• Required actions:
1. Answer these questions from the fecal incontinence text:
(a) What share of adults in the United States does fecal incontinence affect?
(b) What is flatal incontinence?
(c) In women over what age does aging have the greatest impact on bowel control?
2. Quote the fecal incontinence text, starting with "Types of Fecal" and going on through "into the vagina.".

╭─ Text provided

Fecal incontinence or bowel leakage is the inability to control passage of liquid or solid stool. This condition affects 2-15 percent of all adults in the United States.
Types of Fecal Incontinence
- Double incontinence: the inability to control both the passage of stool and urine.
- Fecal incontinence: the inability to control the passage of liquid or solid stool.
- Flatal incontinence: the inability to control the passage of gas.
- Rectovaginal fistula: when a connection develops between the vagina and rectum and results in stool being passed uncontrollably through the vagina.
There are many causes of incontinence.
Birth Trauma & Injury
During a difficult vaginal delivery or a delivery that requires use of forceps, vacuum or episiotomy, a partial tear in the anal sphincter muscles can happen. If this chronic third/fourth degree laceration doesn’t heal properly, it can cause incontinence. This tear may also cause a rectovaginal fistula and cause stool to pass from the rectum into the vagina.
Aging has the greatest impact on bowel control in women over the age of 40.
Certain surgeries place you at risk for developing fecal incontinence. Most of these surgeries involve pelvis muscles or the sphincter itself. They include:
- Internal sphincterotomy
- Low anterior resection
Chronic diarrhea can cause fecal incontinence. Inflammatory bowel disease can cause alternating constipation and diarrhea. Often, if you can control diarrhea with medication or dietary changes, they can also help improve your bowel control.

╰─
╭─ The data

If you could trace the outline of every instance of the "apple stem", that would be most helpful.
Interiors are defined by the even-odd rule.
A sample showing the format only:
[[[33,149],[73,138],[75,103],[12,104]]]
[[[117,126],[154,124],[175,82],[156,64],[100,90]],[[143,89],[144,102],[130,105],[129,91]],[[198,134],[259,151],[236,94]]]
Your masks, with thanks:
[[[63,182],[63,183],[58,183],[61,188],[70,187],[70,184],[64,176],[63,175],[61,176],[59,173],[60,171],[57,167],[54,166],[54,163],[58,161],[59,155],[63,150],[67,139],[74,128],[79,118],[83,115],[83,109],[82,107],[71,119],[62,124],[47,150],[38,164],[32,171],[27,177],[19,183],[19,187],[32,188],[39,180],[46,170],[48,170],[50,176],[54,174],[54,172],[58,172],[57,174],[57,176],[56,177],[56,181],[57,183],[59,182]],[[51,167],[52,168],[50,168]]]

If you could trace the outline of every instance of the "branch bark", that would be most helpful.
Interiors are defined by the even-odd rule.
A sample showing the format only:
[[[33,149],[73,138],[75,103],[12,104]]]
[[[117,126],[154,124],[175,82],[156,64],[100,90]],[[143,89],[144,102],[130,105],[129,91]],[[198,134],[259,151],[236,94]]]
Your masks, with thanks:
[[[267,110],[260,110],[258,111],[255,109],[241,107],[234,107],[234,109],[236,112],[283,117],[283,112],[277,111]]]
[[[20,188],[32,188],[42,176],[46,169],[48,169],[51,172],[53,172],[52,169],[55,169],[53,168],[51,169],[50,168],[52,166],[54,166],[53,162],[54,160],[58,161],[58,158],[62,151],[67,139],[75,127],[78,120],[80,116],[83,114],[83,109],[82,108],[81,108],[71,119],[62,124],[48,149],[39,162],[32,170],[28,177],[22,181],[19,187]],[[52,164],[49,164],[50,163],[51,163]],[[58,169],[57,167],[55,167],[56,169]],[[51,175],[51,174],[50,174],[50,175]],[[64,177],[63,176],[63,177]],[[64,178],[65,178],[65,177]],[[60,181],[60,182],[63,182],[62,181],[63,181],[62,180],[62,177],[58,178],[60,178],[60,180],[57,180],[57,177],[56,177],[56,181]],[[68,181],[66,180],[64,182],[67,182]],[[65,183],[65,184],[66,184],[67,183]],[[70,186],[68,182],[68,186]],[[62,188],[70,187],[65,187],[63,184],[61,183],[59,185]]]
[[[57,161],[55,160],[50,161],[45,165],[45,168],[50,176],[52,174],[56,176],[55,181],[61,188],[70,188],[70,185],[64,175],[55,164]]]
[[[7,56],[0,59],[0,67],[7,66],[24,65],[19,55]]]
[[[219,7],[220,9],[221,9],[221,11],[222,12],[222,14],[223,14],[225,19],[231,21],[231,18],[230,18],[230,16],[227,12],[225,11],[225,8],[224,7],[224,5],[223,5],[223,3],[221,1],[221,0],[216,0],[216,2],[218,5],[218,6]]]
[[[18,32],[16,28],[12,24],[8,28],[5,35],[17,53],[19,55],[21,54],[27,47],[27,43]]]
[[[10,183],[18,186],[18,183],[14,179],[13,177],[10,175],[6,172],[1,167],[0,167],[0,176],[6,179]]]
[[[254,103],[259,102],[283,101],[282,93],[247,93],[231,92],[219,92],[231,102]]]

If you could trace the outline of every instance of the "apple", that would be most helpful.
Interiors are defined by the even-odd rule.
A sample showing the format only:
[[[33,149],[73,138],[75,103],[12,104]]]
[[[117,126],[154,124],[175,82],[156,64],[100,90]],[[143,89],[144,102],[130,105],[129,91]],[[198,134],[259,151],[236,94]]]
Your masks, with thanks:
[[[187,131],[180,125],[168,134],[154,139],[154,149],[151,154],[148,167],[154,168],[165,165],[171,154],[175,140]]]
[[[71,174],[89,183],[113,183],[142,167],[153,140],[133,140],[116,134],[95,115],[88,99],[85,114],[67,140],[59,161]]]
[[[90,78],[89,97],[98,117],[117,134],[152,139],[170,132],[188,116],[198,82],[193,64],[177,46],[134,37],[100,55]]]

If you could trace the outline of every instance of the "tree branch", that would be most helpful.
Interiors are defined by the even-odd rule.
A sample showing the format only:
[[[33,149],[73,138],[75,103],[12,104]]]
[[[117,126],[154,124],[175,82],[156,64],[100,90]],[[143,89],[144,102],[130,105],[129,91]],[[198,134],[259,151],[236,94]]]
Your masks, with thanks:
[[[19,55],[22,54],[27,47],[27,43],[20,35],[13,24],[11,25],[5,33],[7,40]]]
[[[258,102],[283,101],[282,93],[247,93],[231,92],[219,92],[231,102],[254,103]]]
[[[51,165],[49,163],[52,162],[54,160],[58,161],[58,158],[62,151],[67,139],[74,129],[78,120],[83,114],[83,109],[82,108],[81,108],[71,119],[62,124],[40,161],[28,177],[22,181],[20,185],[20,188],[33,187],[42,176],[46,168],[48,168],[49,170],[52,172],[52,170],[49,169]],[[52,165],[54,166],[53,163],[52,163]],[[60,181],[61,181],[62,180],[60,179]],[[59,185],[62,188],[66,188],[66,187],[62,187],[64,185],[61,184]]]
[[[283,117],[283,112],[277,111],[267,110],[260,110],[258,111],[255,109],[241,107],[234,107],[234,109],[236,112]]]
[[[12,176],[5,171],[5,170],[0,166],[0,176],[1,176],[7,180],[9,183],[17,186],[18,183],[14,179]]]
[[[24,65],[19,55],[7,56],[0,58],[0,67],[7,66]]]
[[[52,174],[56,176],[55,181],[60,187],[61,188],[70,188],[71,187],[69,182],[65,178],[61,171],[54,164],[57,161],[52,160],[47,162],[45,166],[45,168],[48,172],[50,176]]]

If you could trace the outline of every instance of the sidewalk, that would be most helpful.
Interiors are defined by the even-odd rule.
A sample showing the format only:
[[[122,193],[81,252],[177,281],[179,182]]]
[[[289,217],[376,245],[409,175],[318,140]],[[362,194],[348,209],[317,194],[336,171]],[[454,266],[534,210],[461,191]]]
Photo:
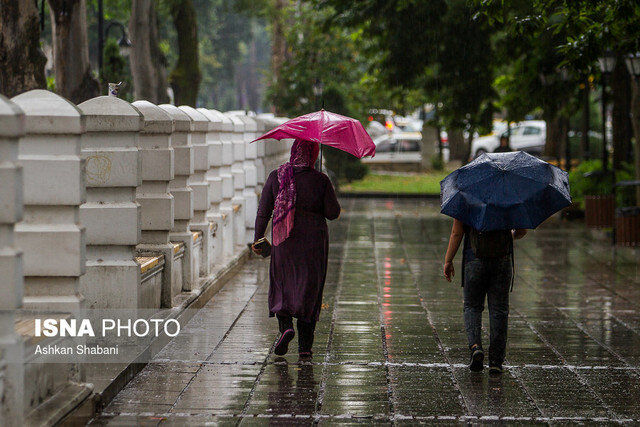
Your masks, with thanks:
[[[493,379],[466,367],[458,265],[457,283],[441,279],[450,221],[427,201],[343,202],[312,363],[295,341],[273,355],[254,259],[94,422],[640,422],[637,254],[613,258],[578,226],[518,242],[507,369]]]

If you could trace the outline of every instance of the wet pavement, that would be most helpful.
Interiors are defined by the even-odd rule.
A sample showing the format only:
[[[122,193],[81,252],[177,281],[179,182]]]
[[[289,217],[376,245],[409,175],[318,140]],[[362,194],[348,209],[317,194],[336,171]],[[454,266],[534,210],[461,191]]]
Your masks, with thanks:
[[[506,369],[490,377],[466,365],[460,256],[441,278],[450,226],[430,202],[343,200],[311,362],[295,341],[273,354],[251,260],[94,422],[640,422],[638,253],[553,221],[518,241]]]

╰─

• Solutions in order:
1.
(a) 2-15 percent of all adults
(b) The inability to control the passage of gas
(c) 40

2.
Types of Fecal Incontinence
- Double incontinence: the inability to control both the passage of stool and urine.
- Fecal incontinence: the inability to control the passage of liquid or solid stool.
- Flatal incontinence: the inability to control the passage of gas.
- Rectovaginal fistula: when a connection develops between the vagina and rectum and results in stool being passed uncontrollably through the vagina.
There are many causes of incontinence.
Birth Trauma & Injury
During a difficult vaginal delivery or a delivery that requires use of forceps, vacuum or episiotomy, a partial tear in the anal sphincter muscles can happen. If this chronic third/fourth degree laceration doesn’t heal properly, it can cause incontinence. This tear may also cause a rectovaginal fistula and cause stool to pass from the rectum into the vagina.